- _EXERCISE GOAL_
A complete, exact copy of the data is the required answer.
*** Opening of INPUT DATA ***
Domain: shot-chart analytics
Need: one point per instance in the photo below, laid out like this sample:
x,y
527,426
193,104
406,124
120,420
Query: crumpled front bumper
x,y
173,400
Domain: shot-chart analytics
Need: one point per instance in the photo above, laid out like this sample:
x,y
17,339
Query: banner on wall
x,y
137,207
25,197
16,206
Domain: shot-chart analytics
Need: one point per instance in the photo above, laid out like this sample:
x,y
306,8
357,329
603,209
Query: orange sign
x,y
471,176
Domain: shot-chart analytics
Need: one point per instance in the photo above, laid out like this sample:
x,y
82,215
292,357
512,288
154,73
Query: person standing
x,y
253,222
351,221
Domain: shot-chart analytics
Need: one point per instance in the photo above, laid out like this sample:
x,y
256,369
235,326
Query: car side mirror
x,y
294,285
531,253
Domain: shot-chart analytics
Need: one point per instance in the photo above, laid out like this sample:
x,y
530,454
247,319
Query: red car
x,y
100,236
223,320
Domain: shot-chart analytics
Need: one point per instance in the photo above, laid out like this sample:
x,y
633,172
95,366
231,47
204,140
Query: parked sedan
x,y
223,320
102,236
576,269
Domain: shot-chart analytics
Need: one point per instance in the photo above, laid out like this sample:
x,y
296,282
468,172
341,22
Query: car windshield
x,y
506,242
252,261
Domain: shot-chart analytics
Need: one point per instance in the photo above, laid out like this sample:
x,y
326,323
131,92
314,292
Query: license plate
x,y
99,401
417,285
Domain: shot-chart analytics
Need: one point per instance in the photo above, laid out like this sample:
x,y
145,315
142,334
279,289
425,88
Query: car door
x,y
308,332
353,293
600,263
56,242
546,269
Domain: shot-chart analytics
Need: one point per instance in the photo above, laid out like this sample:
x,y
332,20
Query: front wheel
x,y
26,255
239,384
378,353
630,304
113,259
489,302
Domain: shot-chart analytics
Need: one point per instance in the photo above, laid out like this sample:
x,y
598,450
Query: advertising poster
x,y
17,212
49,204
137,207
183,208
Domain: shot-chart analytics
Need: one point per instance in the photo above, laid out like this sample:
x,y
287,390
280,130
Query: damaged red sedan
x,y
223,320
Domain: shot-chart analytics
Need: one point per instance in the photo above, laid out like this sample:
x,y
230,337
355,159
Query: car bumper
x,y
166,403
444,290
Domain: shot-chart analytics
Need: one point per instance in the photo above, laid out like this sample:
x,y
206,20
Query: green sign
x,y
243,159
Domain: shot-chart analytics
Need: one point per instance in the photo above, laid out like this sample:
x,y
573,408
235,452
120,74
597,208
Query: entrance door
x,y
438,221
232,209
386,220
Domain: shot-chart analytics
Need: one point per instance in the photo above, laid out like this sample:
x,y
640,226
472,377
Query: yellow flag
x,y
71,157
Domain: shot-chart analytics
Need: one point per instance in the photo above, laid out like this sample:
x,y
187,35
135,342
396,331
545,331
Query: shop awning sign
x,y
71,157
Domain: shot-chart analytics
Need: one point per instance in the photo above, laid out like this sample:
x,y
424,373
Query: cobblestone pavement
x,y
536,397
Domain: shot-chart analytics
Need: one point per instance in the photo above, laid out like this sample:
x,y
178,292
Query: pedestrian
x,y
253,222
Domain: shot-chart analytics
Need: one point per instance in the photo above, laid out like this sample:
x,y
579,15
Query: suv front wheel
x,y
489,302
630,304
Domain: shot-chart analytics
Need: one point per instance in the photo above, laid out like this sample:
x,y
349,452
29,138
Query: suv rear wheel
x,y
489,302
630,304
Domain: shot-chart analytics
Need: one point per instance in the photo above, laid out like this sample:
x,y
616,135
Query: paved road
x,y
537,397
*** Close of INPUT DATA ***
- _ANSWER TO THE PROBLEM_
Domain: shot-chart analytics
Need: one point per instance in the photo below, laid out like this sample:
x,y
527,426
193,104
406,124
120,420
Query: crumpled front bumper
x,y
173,400
Domain: shot-chart analytics
Need: one point per instance in the photo above, laid out like this sample:
x,y
17,339
Query: banner on wall
x,y
137,207
25,197
16,206
Domain: shot-chart analytics
Need: one point per instance in the photo above, laid out like this sample:
x,y
306,8
357,329
603,209
Query: orange sign
x,y
471,176
Domain: shot-chart analytics
Need: one point per instance in the photo above, laid out like this sample:
x,y
82,215
292,357
512,288
154,73
Query: person standing
x,y
253,222
351,221
Domain: shot-chart analytics
Need: one point per instance in the photo above, laid out like this sample:
x,y
256,369
235,326
Query: car side mirror
x,y
294,285
531,253
Domain: shot-chart analytics
Need: one point per instance in the photo above, laid out like this sample:
x,y
530,454
247,319
Query: red car
x,y
100,236
223,320
Domain: shot-chart analytics
Need: one point per instance in the photo above, laid out like this sample:
x,y
633,172
95,366
231,47
204,140
Query: parked sedan
x,y
223,320
102,236
576,269
Domain: shot-chart analytics
Need: one point per instance in the photo above, laid out like this sample:
x,y
296,282
468,172
341,22
Query: car windshield
x,y
506,242
252,261
Domain: shot-chart analytics
Need: one point per instance in the photo above, laid out like this sample:
x,y
326,323
131,92
314,292
Query: license plate
x,y
99,401
417,285
Domain: shot-chart analytics
Need: one point per instance in the photo above, laid out like this sample:
x,y
145,315
142,334
279,289
425,88
Query: car door
x,y
308,332
353,293
600,263
56,242
546,269
Domain: shot-chart analytics
Need: one point per instance in the photo above, laid out like this sample:
x,y
332,20
Query: front wheel
x,y
26,255
239,384
378,353
630,304
113,259
489,302
Domain: shot-chart analytics
Need: one point per instance in the photo above, laid out like this sample:
x,y
598,450
Query: advertising poster
x,y
17,212
49,204
137,207
183,208
Domain: shot-chart analytics
Need: one point per instance in the photo above, laid out like this sample:
x,y
287,390
280,130
Query: damaged red sedan
x,y
223,320
Domain: shot-chart analytics
Need: one point per instance in the photo above, laid out like this sample:
x,y
230,337
355,159
Query: car bumper
x,y
166,403
444,290
Domain: shot-chart analytics
Need: one point per instance in the photo above, laid out like this sample:
x,y
206,20
Query: green sign
x,y
243,159
Domain: shot-chart analytics
Need: one point per instance in the photo above, laid out like this sample:
x,y
573,408
235,452
120,74
597,208
Query: entrance door
x,y
438,221
232,209
386,220
Domain: shot-chart analytics
Need: one point per instance in the photo above, laid out like this sample:
x,y
640,226
472,377
Query: yellow flag
x,y
71,157
Domain: shot-chart analytics
Need: one point per instance in the photo above, laid out like this sample:
x,y
187,35
135,342
396,331
545,331
Query: shop awning sign
x,y
71,157
Domain: shot-chart analytics
Need: one point per instance in the photo above, laid out like this sample:
x,y
424,373
Query: cobblestone pavement
x,y
536,397
Domain: shot-chart analytics
Need: one point per instance in the photo above, laid out like this sample:
x,y
178,292
Query: pedestrian
x,y
253,222
Domain: shot-chart analytics
Need: one point per instance in the photo above, laid out like this sample:
x,y
579,15
Query: suv front wheel
x,y
489,302
630,304
Domain: shot-chart analytics
Need: one point per instance in the photo above, laid out like this sample:
x,y
349,452
29,138
Query: suv rear wheel
x,y
489,302
630,304
Domain: shot-chart analytics
Need: one point per instance in the photo above, laid out like this sample:
x,y
616,135
Query: paved road
x,y
537,397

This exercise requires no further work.